Da questo, si possono fare analisi e costruire nuovi progetti innovativi. La nostra funzione deve essere proattiva per costruire la valorizzazione di un Terzo settore che è indispensabile, necessario e sussidiario allo Stato e che rappresenta un’eccellenza: non esiste un Terzo settore così strutturato, ampio e con competenze così diversificate in Europa come quello italiano».

Della necessità di costruire «percorsi di co-programmazione e co-progettazione con i soggetti del Terzo settore e gli enti locali, come previsto dal Codice del Terzo settore» ha parlato Roberta Balestra, presidente nazionale della Federazione italiana degli operatori dei dipartimenti e dei servizi delle dipendenze – FeDerSerD.«Bisogna valorizzare le competenze e le risorse complementari ed integrative, rendere più ricca l’offerta territoriale, rilevare in modo capillare i bisogni prioritari e monitorare gli interventi integrati».

«Soprattutto ai giovani non verrebbe mai in mente di rivolgersi ad un SerD ma neanche ad una comunità terapeutica. Bisogna investire su tutto ciò che li riguarda». L’attenzione di tutti gli otto gruppi di lavoro si è concentrata, in modo particolare, sugli adolescenti e sui ragazzi. «Per i giovani occorre moltiplicare i punti di accesso, le “antenne” sul territorio, i centri di aggregazione, le scuole, i servizi comunali», ha proseguito Squillaci.

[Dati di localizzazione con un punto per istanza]
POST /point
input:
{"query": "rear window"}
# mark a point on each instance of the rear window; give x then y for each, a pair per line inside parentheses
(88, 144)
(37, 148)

**ATTIVITÀ**. Continua l'estratto sul Terzo settore e i servizi per le dipendenze, riprendendo dopo l'ultima frase riportata.

**RISPOSTA ALL'ESERCIZIO**.
Felice Alfonso Nava, direttore dei Servizi sociosanitari dell’Azienda Ulss 9 Scaligera di Verona, ha sottolineato l’urgenza, sotto la regia del Dipartimento politiche antidroga, di un «modello formativo nazionale, che sia un luogo di integrazione tra sanità, sociale, magistratura, amministrazione penitenziaria, avvocatura e Terzo settore. Questo modello deve essere finalizzato alla costruzione e alla valutazione di percorsi personalizzati appropriati e professionalizzanti dal punto di vista clinico, sociale e giuridico».

(…) Tra le criticità emerse nella Conferenza, emerge «l’esatta configurazione dei fenomeni. Non riusciamo ancora a disporre di dati precisi, esatti, adeguati sulla consistenza e sulla qualità dei fenomeni medesimi. I dati sono frammentati, raccolti con sistemi digitali in modo diverso da ogni regione, con modalità che non permettono una lettura omogenea, che è fondamentale.

Dobbiamo superare ogni ostacolo nella condivisione, occorre raccogliere i dati delle singole regioni in un sistema nazionale che consenta di valutare anche gli esiti degli interventi dei SerD (servizi per le dipendenze, ndr)», ha continuato Mantovano. È un problema di privacy? Si chiede il sottosegretario, con una domanda sollevata anche dai tavoli di lavoro. «Abbiamo l’interlocuzione con l’authority. La privacy è per l’uomo, non l’uomo per la privacy».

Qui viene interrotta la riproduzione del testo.